Page extract:
Start of Block
One of the biggest announcements to look forward to on Budget 2021 would be India's vaccination drive. India has already started vaccinating its frontline and healthcare workers. The government has said that the vaccine would be provided free of cost for 30 crore frontline and healthcare workers but it is yet to be made clear if the coronavirus vaccine would be free for all beyond that. That would perhaps be one of the highlights of FM Nirmala Sitharaman's budget announcements.
The cost of free vaccination would, however, be heavy on the exchequer. Even when the two companies, Bharat Biotech and Serum Institute of India, are providing vaccine doses to the government on subsidised rates, vaccination costs for 1.3 billion people would be significant. On top of that the government must also take into account cost of infrastructure and logistics that would enable the drive.
COVID-19 VACCINATION COST
To put this in perspective, one must go back to the stimulus package rolled out by the government last year. Indian economy was already undergoing a slowdown period before the coronavirus lockdown dealt a heavy blow. With the entire country under stringent lockdown, the economy came to a grinding halt. The government, in order to push the economy back on track, announced a Rs 20 lakh crore stimulus package. The stimulus took into account all sectors and industries and gave them a leg up. Even then, many experts believed that the government would be required to roll out more financial help considering the deep impact and the rupture of livelihoods of millions.
When the stimulus package was announced, coronavirus vaccine was still some months ahead. Now with the Rs 20 lakh crore bill as well as the vaccination drive, the government has a heavy burden to bear.
Serum Institute said that every dose would be given to the government at a subsidised rate of Rs 200. So, if 130 crore Indians are to be given Covishield then it would be Rs 52,000 crore. Bharat Biotech is offering the doses to the government for Rs 206, which would come to Rs 53,560 crore. A mix of both would also mean that the doses would come to be over Rs 50,000 crore. This does not take into account the logistical costs and cost of wastage. The government said that 10 per cent of coronavirus vaccines would go to waste.
End of Block
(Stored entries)
Start of Block
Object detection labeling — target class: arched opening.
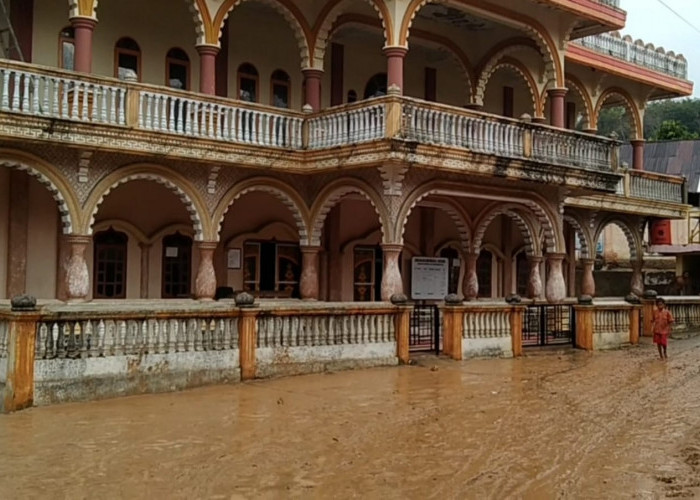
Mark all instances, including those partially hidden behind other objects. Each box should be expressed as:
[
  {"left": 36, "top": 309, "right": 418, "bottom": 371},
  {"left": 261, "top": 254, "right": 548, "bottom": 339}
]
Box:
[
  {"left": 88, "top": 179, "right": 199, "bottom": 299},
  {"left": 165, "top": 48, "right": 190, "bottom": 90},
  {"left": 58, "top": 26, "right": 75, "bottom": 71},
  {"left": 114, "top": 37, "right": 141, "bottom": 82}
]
End of Block
Start of Block
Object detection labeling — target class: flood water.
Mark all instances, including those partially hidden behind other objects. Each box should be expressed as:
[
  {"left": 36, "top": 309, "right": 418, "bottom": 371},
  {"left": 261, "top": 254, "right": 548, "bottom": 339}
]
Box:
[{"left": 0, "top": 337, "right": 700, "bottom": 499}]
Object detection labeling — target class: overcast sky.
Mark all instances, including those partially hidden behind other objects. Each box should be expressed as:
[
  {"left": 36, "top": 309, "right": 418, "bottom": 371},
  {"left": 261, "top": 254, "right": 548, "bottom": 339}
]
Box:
End of Block
Requirement A: In the article on India's vaccination costs, what price per dose is Serum Institute charging the government?
Requirement B: Carry the article on India's vaccination costs forward from its final sentence.

Exercise answer A: Serum Institute is supplying each dose to the government at a subsidised rate of Rs 200.

Exercise answer B:
India will also receive help from WHO-led COVAX global vaccine-sharing scheme. The alliance has assured help to poor and middle-income countries.
In order to replenish its coffers, the government is likely to announce a coronavirus cess. Preliminary talks on revenue increasing measures have been held but the final decision is likely on February 1. Meanwhile, many states have already imposed a coronavirus cess. Punjab imposed the cess on liquor, while Jharkhand imposed it on minerals. Delhi imposed a cess on liquor too but subsequently removed it.
What the Finance Minister along with the vaccination plan could announce are incentives for domestic pharma companies and homegrown healthcare product manufacturers. Mr. Nikhil Baheti, Global CFO, LAXAI Life Sciences said that the coronavirus that ravaged the economy also gave India an opportunity to become the supply partner for the world. "Every hurdle comes with an opportunity, higher the hurdle greater the opportunity. This unprecedented chaotic time too has come with a flip side of a huge opportunity to make India the preferred supply partner for the world. Government should use this opportunity and introduce a landmark budget helping this shift. Among other things it should focus on incentivising domestic Pharma purchases, push for Make In India, encouragement to start-ups and to facilitate better infrastructure. With proper measures, this Budget will play a major role in reducing the fiscal deficit and unemployment," he said.